Exercise requirements: Where does the string "distant" appear in the records? Copy every line that contains it.

Data listing:
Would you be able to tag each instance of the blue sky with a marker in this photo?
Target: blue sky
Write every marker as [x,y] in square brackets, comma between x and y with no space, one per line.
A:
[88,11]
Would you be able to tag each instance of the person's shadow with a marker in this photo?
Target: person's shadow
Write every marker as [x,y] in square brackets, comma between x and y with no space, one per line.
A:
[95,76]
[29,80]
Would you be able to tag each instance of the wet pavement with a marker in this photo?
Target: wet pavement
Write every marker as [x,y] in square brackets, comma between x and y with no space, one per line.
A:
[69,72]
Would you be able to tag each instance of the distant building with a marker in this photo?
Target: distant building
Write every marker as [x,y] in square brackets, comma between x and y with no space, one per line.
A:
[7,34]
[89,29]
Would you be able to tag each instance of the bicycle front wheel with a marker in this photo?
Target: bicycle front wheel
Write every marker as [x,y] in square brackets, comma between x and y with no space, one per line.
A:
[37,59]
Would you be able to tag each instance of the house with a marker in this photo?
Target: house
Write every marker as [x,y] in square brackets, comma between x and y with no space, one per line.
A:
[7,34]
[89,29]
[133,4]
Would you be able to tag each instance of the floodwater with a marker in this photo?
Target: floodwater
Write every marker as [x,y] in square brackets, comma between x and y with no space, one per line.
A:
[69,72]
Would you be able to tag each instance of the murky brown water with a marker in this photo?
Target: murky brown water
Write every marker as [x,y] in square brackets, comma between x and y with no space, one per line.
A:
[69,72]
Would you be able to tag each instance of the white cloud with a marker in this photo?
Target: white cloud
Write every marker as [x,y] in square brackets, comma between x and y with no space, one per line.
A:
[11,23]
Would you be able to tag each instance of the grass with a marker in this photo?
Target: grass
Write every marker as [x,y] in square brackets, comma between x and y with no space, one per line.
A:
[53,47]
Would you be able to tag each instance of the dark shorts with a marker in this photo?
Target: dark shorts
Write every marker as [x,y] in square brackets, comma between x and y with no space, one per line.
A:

Exercise response:
Would you be able to tag each instance of the distant building with a marker in this photo?
Target: distant building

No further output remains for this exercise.